BRIEF:
Within the entries that follow, show each line where the word "sneaker" occurs.

EXTRACTED ENTRIES:

╭──

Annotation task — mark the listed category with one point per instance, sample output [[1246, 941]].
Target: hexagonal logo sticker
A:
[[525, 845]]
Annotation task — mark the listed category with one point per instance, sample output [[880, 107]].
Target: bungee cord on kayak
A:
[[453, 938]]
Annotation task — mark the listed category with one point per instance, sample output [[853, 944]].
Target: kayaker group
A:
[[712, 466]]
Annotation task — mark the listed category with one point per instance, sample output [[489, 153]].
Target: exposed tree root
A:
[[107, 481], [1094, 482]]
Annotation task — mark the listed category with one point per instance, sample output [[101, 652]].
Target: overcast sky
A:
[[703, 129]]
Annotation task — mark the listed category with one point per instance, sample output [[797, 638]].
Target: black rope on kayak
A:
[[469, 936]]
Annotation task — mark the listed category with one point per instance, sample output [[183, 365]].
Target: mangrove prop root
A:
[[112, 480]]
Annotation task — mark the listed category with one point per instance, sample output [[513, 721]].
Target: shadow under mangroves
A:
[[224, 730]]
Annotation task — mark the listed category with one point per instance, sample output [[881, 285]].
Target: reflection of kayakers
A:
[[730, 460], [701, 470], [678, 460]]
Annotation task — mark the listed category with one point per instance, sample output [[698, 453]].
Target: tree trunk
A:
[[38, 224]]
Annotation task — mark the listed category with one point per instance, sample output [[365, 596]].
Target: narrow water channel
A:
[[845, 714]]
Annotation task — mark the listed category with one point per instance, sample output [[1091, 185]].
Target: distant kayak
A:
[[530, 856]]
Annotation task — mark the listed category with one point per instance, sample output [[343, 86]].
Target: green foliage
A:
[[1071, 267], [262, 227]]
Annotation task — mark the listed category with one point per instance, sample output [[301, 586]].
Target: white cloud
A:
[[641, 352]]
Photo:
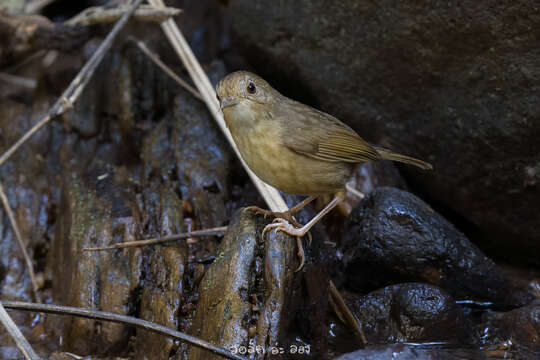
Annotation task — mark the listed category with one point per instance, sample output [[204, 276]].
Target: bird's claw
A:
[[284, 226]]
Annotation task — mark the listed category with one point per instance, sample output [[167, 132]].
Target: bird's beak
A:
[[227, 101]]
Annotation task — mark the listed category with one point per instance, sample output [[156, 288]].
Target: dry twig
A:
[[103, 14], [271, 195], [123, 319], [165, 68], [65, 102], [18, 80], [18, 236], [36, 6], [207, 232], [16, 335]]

╰──
╭──

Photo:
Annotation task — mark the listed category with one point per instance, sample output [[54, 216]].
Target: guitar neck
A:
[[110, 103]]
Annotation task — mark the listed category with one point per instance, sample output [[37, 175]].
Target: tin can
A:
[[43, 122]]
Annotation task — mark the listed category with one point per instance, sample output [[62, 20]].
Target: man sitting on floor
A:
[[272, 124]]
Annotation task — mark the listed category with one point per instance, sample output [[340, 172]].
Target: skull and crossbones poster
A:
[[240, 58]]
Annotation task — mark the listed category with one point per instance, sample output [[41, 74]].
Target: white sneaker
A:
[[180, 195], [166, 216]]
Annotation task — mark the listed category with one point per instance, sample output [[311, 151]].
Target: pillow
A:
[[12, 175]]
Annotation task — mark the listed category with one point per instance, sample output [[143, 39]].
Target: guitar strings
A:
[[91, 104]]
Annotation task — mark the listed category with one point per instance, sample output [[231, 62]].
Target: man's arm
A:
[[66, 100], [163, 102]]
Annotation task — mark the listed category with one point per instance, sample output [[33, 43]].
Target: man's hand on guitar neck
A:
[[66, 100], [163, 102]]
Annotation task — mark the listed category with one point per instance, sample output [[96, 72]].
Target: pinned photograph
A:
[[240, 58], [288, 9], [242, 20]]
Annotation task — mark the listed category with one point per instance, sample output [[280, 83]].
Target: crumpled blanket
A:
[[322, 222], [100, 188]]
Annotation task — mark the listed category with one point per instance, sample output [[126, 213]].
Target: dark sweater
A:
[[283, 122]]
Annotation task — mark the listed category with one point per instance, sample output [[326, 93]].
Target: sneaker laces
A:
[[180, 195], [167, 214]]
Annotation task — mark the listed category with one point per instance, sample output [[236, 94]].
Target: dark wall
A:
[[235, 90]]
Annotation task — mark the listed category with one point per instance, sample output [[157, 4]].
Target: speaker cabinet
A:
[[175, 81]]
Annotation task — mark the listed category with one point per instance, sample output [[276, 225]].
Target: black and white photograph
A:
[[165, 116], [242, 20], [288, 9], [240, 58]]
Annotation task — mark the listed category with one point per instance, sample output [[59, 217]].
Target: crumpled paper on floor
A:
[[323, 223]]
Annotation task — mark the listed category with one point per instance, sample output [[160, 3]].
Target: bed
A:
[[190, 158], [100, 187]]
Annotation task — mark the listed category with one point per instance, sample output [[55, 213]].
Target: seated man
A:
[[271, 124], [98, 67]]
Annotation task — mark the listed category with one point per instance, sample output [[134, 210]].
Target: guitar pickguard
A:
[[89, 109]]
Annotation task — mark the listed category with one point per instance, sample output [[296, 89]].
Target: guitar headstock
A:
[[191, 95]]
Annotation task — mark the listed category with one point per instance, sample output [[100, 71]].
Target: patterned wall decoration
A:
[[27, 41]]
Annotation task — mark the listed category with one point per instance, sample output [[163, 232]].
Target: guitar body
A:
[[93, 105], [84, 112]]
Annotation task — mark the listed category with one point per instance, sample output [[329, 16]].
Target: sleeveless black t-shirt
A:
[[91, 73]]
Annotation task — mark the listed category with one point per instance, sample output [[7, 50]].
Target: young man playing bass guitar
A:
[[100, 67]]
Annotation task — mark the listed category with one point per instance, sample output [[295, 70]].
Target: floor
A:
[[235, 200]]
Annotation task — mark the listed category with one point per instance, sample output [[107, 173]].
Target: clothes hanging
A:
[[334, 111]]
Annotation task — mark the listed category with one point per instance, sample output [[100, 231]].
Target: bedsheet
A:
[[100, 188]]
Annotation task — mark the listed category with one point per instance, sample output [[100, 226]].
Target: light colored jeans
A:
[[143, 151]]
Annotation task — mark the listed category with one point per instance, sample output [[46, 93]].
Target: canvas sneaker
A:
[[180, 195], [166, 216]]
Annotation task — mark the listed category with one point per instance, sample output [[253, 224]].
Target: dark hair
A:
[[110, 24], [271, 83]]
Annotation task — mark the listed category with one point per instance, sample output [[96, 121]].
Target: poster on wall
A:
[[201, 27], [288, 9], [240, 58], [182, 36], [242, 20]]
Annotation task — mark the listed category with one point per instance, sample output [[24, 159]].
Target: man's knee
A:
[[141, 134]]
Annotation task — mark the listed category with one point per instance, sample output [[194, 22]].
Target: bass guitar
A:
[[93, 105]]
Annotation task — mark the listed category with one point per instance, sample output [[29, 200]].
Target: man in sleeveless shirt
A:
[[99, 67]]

╰──

RESULT FOR THIS EXERCISE:
Target: white sneaker
Target: sneaker laces
Target: canvas sneaker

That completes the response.